AVAILABLE RECORDS section start

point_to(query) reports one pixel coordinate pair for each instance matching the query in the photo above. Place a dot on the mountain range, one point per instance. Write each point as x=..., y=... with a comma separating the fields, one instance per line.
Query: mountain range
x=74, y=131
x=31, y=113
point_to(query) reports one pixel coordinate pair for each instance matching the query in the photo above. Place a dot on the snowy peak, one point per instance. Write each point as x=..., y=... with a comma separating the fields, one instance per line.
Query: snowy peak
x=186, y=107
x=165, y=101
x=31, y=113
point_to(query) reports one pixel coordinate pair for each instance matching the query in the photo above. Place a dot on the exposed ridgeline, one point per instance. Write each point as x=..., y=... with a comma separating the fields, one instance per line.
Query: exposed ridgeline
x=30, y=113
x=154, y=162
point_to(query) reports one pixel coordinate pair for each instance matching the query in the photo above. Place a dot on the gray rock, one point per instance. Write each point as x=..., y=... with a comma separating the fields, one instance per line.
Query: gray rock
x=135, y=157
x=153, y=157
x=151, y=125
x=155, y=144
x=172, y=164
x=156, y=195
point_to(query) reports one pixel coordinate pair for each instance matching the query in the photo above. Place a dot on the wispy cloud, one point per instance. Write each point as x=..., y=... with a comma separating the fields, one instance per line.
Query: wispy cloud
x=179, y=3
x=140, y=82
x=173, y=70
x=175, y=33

AVAILABLE RECORDS section end

Quote the lines of the listing above that run from the line with "on the wispy" through its last line, both included, and nothing else.

point_to(query) reports one pixel coordinate pair for each instance matching the query in the photo above. Place a dot on the wispy cloud, one point per instance. Write each point as x=..., y=... with a comma separating the fields, one instance per line.
Query: wispy cloud
x=179, y=3
x=140, y=82
x=173, y=70
x=175, y=33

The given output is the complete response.